# [Exercise passage]
———
AI and drones are helping scientists study secrets of elephant behavior

- Alison Snyder, author ofAxios Science

Photo: Colossal Biosciences
A biotech startup aiming to bring back the woolly mammoth is partnering with an elephant conservation organization to use drones and AI to track African elephants and study their behavior.
The big picture: High-tech tools are increasingly being deployed to digitize forests, track elephants, reduce conflict between people and lions, and record migrating birds.
How it works: Colossal Biosciences and Save the Elephants are using a small fleet of drones with high-resolution and infrared cameras to observe African elephants in Samburu National Park in Kenya.
- Researchers with Save the Elephants have tracked and monitored more than 900 elephants in the area for 15 years, gathering information that they will now use to label individuals in new data collected by drones.
- Colossal will then use pose estimation, a computer vision technique that can identify the joints of a body (the left knee, right shoulder or tip of the tail) in a video and output them as coordinates in space, to develop AI models that can automatically identify individual elephants.
- They'll also use behavioral analysis tools to study the decision-making and social behavior of herds.
"We're at that fundamental stage of identifying behavior, and then it'll become analyzing behavior and then predicting behavior," says Matt James, Colossal's chief animal officer.

Details: Studying animal behavior in the wild hinges on minimizing the observer effect.
- "If the drone is making them behave in a certain way, that's not elephant behavior. That's elephant times drone behavior," says Wesley Hartmann, a conservation ecologist at Okavango Wilderness Safaris in Botswana who isn't involved in the project.
- In a study of African elephants, Hartmann and his colleagues identified a way for a drone to approach elephants, which don't have good sight and can't look straight up in the air, at a 45-degree angle and slower speeds.
The team in Samburu has been habituating their elephants to the drones, James says.
- "The biggest consideration is elephants have a natural fear of bees," James says. "And unfortunately, when a drone takes off, it sounds a lot like a swarm of bees."
Yes, but: The team is running trials to record the elephants' response and have found that at the height they are flying them — 400 feet above the ground — the elephants often acknowledged the drones and then "quickly returned to baseline behavior."
———
# [Data]
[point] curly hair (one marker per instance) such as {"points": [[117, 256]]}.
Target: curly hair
———
# [What needs to be done]
Continue the article about drones and AI in elephant research, starting after its last sentence.

# [Task response]
- Another consideration is how drones can affect elephants indirectly by disrupting the behaviors of other animals in the environment.
Between the lines: Studying elephants with drones and AI is a "dual-use" opportunity, says Ben Lamm, CEO of Colossal Biosciences, which has also sequenced the genomes of Asian and African elephants and is working on the sequence for Forest elephants.
- For Colossal to succeed in its goal of revivifying the woolly mammoth, they will not only have to make the animals but seamlessly rewild them in the Arctic, he says.
- That requires "true fundamental knowledge" of the social structure of elephant herds — how their communities are defined and how orphans elephants can be put back into the wild — that they hope to glean through the project in Kenya, he adds.
The tools and knowledge could also help modern conservation efforts that aim to prevent extinction in the first place.
- "If we can be more proactive in the way that we anticipate elephants to move and behave, then we can more effectively protect them seeing as human-elephant conflict is the leading cause of elephant death in the wild," James says.
- Some researchers have raised concerns about the cost for conservation groups to adopt digital and automated technologies, and that traditional stakeholders might not have equal access to new tools. Lamm says that aside from tools developed for specific projects like the one in Samburu, the technologies Colossal develops for de-extinction that can be applied to conservation will be available for free.
- "To us, you cannot unweave de-extinction from conservation," James says.